Items from a data source:
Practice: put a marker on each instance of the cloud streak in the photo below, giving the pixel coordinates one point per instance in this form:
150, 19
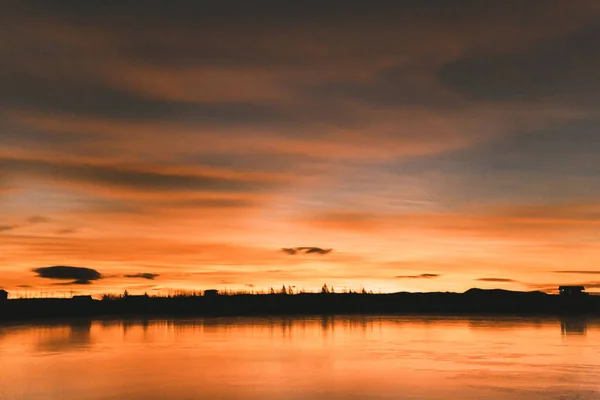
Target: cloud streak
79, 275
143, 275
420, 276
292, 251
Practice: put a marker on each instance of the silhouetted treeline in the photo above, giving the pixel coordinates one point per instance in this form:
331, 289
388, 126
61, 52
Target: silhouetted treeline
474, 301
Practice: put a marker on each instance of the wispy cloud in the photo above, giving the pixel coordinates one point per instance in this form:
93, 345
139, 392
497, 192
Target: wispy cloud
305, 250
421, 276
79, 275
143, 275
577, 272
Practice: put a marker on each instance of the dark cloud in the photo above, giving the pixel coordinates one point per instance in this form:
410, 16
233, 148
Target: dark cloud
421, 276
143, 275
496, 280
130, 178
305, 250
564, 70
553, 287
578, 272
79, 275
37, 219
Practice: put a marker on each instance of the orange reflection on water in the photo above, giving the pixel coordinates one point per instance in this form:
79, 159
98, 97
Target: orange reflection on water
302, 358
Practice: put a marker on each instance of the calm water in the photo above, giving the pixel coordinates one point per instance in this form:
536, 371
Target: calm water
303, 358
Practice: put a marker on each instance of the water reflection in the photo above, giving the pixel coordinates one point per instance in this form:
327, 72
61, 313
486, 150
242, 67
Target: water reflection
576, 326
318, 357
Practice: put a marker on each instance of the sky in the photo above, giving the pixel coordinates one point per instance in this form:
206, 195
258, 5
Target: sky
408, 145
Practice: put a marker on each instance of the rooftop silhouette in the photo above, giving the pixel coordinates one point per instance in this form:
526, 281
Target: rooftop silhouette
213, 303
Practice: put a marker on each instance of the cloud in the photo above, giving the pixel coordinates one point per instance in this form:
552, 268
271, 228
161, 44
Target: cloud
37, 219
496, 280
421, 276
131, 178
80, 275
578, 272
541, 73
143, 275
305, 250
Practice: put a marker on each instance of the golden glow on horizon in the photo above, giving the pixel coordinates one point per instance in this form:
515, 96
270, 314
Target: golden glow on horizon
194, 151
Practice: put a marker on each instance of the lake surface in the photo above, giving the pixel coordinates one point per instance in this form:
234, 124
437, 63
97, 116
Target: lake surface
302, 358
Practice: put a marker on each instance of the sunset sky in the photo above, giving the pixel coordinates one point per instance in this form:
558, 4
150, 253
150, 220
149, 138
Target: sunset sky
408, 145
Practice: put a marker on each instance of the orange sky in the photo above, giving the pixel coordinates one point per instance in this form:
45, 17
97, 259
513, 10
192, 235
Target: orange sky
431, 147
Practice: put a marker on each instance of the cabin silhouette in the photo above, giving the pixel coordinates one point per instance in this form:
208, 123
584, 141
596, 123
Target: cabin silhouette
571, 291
---
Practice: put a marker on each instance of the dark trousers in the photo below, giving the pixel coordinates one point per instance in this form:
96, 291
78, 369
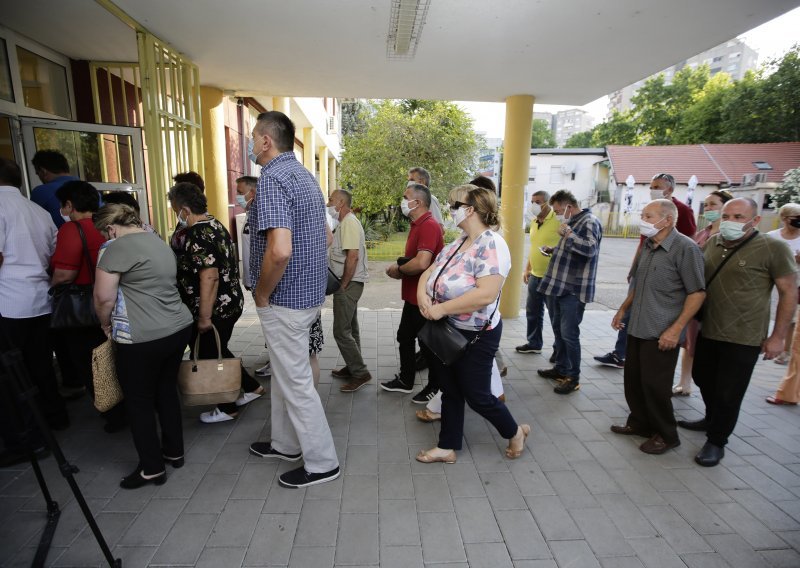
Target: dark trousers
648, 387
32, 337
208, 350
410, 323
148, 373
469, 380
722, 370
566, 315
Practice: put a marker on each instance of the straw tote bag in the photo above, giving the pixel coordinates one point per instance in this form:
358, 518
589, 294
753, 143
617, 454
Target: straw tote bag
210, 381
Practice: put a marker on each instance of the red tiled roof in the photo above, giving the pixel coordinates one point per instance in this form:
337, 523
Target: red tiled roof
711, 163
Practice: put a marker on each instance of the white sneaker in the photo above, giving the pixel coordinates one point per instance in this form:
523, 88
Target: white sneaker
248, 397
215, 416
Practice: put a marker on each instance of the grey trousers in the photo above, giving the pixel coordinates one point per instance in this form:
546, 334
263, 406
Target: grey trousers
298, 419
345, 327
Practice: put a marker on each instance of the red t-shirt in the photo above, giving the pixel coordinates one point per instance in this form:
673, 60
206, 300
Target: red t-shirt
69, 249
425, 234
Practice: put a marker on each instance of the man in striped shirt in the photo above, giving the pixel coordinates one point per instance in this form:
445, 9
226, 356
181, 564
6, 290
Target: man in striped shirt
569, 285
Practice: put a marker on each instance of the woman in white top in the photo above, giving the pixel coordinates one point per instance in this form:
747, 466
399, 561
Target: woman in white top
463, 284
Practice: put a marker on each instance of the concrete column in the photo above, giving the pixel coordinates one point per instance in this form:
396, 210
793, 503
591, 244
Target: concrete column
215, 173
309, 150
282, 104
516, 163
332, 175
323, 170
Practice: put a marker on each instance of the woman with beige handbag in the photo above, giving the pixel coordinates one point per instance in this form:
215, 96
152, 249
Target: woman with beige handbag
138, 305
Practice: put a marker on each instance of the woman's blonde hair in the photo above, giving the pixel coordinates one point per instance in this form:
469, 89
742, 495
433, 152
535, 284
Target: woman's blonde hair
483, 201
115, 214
---
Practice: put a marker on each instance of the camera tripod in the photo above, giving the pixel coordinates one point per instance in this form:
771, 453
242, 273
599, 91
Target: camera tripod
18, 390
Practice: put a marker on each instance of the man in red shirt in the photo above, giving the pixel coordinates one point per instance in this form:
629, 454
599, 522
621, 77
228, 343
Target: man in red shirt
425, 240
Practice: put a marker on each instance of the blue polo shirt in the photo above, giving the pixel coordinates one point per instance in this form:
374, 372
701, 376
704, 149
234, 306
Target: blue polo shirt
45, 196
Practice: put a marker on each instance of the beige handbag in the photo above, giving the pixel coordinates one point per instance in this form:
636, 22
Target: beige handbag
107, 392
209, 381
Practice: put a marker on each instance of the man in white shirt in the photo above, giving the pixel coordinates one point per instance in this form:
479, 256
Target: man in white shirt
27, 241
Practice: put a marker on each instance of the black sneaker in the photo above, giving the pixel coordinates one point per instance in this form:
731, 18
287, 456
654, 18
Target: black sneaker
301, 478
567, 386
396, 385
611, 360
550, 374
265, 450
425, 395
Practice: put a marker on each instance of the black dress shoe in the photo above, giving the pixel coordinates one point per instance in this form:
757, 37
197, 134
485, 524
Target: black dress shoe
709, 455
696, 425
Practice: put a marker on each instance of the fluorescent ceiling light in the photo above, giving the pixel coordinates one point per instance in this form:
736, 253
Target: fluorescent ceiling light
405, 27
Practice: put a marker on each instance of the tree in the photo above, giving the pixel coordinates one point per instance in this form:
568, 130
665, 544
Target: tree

• **Work request**
Look through the entries above; find each line with the word "below" and copy it.

• **Exercise output**
Practice: put a marker on each instance of the cloud streak in the photo below, giving the pixel coordinates one point per instance in this form:
Practice: put a marker on each instance of the dark trousers in the photo below, giving the pixel coordinates one point per instance in this form:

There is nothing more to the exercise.